(Items listed in a dataset)
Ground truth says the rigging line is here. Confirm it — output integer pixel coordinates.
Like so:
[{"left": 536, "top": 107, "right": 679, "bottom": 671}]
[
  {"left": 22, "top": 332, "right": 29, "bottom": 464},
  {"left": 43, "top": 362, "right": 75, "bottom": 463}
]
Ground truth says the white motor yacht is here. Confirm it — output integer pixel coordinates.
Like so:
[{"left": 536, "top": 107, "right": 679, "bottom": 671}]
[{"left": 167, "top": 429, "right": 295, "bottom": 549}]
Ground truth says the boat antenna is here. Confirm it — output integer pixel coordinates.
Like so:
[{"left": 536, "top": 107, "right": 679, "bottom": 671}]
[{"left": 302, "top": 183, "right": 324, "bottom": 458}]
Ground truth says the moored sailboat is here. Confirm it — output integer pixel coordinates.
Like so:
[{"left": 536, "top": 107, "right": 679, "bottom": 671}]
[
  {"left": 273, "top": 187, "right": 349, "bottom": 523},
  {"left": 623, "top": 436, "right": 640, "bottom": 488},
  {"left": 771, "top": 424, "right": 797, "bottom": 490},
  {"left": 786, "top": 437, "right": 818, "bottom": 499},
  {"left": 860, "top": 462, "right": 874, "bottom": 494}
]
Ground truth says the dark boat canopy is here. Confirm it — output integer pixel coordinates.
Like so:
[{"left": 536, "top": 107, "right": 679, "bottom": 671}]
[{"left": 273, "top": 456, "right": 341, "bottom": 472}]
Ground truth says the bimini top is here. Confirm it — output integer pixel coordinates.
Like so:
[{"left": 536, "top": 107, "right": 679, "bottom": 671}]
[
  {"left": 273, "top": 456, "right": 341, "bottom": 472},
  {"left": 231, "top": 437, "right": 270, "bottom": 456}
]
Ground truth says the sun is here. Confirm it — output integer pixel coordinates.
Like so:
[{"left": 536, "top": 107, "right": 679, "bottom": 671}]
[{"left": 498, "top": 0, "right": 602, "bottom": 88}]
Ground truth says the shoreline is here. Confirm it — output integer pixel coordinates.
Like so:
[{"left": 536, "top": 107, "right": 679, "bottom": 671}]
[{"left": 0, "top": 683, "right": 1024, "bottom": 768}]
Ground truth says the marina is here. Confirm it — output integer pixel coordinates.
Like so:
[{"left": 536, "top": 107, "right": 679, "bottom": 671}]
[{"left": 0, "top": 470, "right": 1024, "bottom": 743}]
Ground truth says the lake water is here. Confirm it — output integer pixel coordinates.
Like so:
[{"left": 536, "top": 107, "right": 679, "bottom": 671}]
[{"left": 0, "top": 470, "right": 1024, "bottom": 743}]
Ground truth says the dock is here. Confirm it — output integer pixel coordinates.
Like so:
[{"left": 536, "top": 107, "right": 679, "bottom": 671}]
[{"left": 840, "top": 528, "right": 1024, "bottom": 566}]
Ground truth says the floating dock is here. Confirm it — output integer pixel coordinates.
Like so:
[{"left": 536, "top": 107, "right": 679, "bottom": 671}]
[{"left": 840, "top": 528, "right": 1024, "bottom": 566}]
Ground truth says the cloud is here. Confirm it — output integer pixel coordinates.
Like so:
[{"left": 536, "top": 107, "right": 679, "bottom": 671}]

(CHALLENGE)
Arrange the stretch from the line containing "Ground truth says the floating" through the end of the entries as a numbered list, one line per item, leaving out any blank lines.

(SOLUTION BELOW)
1. Ground truth says the floating dock is here. Confirm it — output integer pixel coordinates.
2. Like so:
3. [{"left": 536, "top": 107, "right": 679, "bottom": 671}]
4. [{"left": 840, "top": 528, "right": 1024, "bottom": 566}]
5. Ground truth says the cloud is here. Confirm it — output integer pixel coordinates.
6. Like so:
7. [{"left": 536, "top": 107, "right": 679, "bottom": 671}]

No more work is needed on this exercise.